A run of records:
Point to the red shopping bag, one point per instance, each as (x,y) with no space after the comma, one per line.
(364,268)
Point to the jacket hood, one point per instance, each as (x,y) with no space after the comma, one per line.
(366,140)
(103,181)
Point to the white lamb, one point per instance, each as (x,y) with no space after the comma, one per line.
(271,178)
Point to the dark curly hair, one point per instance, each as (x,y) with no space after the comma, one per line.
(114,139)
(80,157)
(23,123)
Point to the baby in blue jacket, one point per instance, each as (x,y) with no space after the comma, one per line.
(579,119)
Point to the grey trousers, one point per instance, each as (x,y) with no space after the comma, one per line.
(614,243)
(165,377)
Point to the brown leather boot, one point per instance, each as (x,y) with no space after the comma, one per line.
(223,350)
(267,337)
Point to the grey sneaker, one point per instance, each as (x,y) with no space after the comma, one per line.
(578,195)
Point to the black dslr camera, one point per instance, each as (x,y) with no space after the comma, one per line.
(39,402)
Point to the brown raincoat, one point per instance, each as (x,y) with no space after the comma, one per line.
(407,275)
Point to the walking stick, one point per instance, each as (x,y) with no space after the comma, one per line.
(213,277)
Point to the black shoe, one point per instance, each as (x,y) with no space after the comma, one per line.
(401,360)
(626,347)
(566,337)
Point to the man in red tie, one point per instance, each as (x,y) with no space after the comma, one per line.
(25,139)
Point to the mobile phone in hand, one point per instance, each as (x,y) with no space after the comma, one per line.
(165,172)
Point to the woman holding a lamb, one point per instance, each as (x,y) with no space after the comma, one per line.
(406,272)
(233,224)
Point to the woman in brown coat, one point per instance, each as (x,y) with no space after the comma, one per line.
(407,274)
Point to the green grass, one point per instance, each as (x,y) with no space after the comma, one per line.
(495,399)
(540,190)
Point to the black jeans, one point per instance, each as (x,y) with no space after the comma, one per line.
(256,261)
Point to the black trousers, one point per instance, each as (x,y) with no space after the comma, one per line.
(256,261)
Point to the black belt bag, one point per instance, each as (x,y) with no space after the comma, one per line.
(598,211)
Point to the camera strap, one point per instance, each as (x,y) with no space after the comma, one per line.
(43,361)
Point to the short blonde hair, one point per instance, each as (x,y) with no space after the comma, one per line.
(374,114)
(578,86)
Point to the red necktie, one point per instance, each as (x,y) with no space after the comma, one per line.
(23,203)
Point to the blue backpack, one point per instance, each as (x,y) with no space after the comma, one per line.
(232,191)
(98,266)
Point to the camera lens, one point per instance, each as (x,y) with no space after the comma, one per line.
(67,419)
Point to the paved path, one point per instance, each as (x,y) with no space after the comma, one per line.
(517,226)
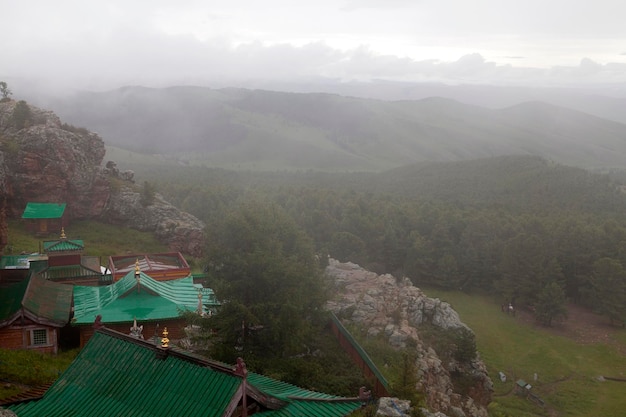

▸ **Task to complete**:
Convert every line of the items above into a Markdown table with the columns "Row" and "Content". Skip blank lines and omit the pictures.

▸ **Written reply**:
| Row | Content |
|---|---|
| 1 | Point to the red shopping bag, one point per instance, each as (x,y) with no space after the comma, one per line. |
| 2 | (364,268) |
| 3 | Point to the jacket hood, one point per instance, each as (x,y) with no space after the comma, one per line. |
| 4 | (366,140) |
| 5 | (103,181) |
| 6 | Point to the white lamb, one point per instance, each as (x,y) with no space after the comma, one per line. |
| 7 | (271,178) |
| 8 | Point to the dark curly hair, one point per instance, each as (x,y) with no space after the comma, one per line. |
| 9 | (114,139) |
| 10 | (80,157) |
| 11 | (23,123) |
| 12 | Point to the baby in blue jacket, one point per instance, each as (x,y) with no space after the comma, one per line. |
| 13 | (579,119) |
| 14 | Point to the grey trousers, one point per instance, each as (x,y) with no space after the comma, one per line. |
| 15 | (614,243) |
| 16 | (165,377) |
| 17 | Point to the brown leather boot, one point per instance, each as (x,y) with no space after the comma, one per line. |
| 18 | (223,350) |
| 19 | (267,337) |
| 20 | Point to the grey sneaker, one point per instance, each as (x,y) with no space after the comma, one per line. |
| 21 | (578,195) |
| 22 | Point to the black dslr camera, one point per instance, each as (x,y) with no space after the comma, one per line. |
| 23 | (39,402) |
| 24 | Point to the brown raincoat, one point per instance, each as (x,y) with no space after the comma, one per line. |
| 25 | (407,275) |
| 26 | Point to the walking stick, one point per instance, each as (x,y) with no space after the comma, one per line. |
| 27 | (213,277) |
| 28 | Point to the black shoe, one point per instance, each as (x,y) with no space after the comma, one per line. |
| 29 | (401,360) |
| 30 | (626,347) |
| 31 | (566,337) |
| 32 | Point to the man in red tie, one point per instance, each as (x,y) with no space after the comma, one per line. |
| 33 | (25,139) |
| 34 | Point to the mobile phone in hand, one point per instance, each as (x,y) with no space after the comma, one per line. |
| 35 | (165,172) |
| 36 | Point to the woman holding a lamb, one point per instance, each as (x,y) with no space after the comma, one per line. |
| 37 | (406,272) |
| 38 | (233,224) |
| 39 | Point to the woman in brown coat, one point per instance, each as (x,y) with no space after the comma, one per line. |
| 40 | (407,274) |
| 41 | Point to the green grass, one point per instance, each as (x,y) with no space after the comma, one per line. |
| 42 | (495,399) |
| 43 | (540,190) |
| 44 | Point to the black jeans, one point per instance, each as (x,y) with no space after the comma, one per line. |
| 45 | (256,261) |
| 46 | Point to the black trousers, one point per instance, each as (x,y) with no space after the comma, one per line. |
| 47 | (256,261) |
| 48 | Point to the black belt bag, one point per instance, each as (x,y) with no space after the comma, one per line. |
| 49 | (598,211) |
| 50 | Point to the camera strap, one point per instance, each as (x,y) with no space after the comma, one per line. |
| 51 | (43,361) |
| 52 | Point to the short blonde hair, one point per instance, each as (x,y) with no space after the comma, one per line. |
| 53 | (374,114) |
| 54 | (578,86) |
| 55 | Point to the red necktie, one point per instance, each as (x,y) with no space after the comma, one per line. |
| 56 | (23,203) |
| 57 | Point to the blue backpack, one point per instance, each as (x,y) with no space after the comma, one per line. |
| 58 | (232,191) |
| 59 | (98,266) |
| 60 | Point to the camera lens, one point per instance, each as (x,y) with no space after the comma, one per line. |
| 61 | (67,419) |
| 62 | Point to the paved path, one point per instance, each as (x,y) with no space after the comma, one per line. |
| 63 | (517,226) |